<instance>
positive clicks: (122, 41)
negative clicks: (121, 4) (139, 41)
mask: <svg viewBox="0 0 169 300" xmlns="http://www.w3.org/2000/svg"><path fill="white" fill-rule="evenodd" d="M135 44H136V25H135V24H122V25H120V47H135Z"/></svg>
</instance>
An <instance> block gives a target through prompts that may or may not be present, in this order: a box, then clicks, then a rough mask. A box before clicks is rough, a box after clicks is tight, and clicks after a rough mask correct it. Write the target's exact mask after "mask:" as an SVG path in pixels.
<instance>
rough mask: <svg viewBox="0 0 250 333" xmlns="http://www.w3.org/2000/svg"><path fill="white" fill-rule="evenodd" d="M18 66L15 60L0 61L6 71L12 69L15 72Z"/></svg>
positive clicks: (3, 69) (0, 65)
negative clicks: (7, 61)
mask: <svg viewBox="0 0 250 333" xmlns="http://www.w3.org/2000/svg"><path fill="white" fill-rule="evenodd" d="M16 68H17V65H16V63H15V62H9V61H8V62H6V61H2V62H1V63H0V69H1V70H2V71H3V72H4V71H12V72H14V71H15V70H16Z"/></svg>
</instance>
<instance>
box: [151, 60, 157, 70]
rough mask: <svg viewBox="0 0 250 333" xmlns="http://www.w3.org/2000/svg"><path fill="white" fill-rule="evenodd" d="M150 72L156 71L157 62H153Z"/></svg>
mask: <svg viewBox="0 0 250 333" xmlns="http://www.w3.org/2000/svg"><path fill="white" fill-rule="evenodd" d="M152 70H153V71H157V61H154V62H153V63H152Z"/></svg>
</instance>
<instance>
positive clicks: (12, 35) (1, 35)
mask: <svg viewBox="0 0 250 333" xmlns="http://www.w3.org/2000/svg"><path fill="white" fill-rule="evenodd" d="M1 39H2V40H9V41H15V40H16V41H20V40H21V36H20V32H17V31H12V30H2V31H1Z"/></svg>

How to complete this task: Replace each "negative clicks" with "negative points" throughout the records above, and leave everything else unchanged.

Problem solution:
<instance>
positive clicks: (122, 41)
negative points: (121, 4) (139, 41)
mask: <svg viewBox="0 0 169 300" xmlns="http://www.w3.org/2000/svg"><path fill="white" fill-rule="evenodd" d="M135 44H136V25H135V24H122V25H120V47H135Z"/></svg>
</instance>
An <instance> block gives a target through prompts that may or may not be present, in this order: a box, then clicks, then a rough mask. A box before clicks is rough, a box after clicks is tight, and clicks after a rough mask correct it. Write the target's exact mask after "mask:" as an SVG path in pixels.
<instance>
rough mask: <svg viewBox="0 0 250 333" xmlns="http://www.w3.org/2000/svg"><path fill="white" fill-rule="evenodd" d="M18 66L15 60L0 61L6 71L12 69L15 72Z"/></svg>
positive clicks: (3, 69) (0, 65)
negative points: (7, 61)
mask: <svg viewBox="0 0 250 333" xmlns="http://www.w3.org/2000/svg"><path fill="white" fill-rule="evenodd" d="M16 68H17V65H16V63H15V62H9V61H8V62H6V61H2V62H1V63H0V69H1V70H2V71H3V72H4V71H12V72H14V71H15V70H16Z"/></svg>
</instance>
<instance>
box: [151, 60, 157, 70]
rough mask: <svg viewBox="0 0 250 333" xmlns="http://www.w3.org/2000/svg"><path fill="white" fill-rule="evenodd" d="M150 72L156 71L157 62H153Z"/></svg>
mask: <svg viewBox="0 0 250 333" xmlns="http://www.w3.org/2000/svg"><path fill="white" fill-rule="evenodd" d="M152 70H153V71H157V61H154V62H153V63H152Z"/></svg>
</instance>
<instance>
positive clicks: (12, 35) (1, 35)
mask: <svg viewBox="0 0 250 333" xmlns="http://www.w3.org/2000/svg"><path fill="white" fill-rule="evenodd" d="M1 39H2V40H9V41H15V40H16V41H20V40H21V36H20V32H17V31H12V30H2V31H1Z"/></svg>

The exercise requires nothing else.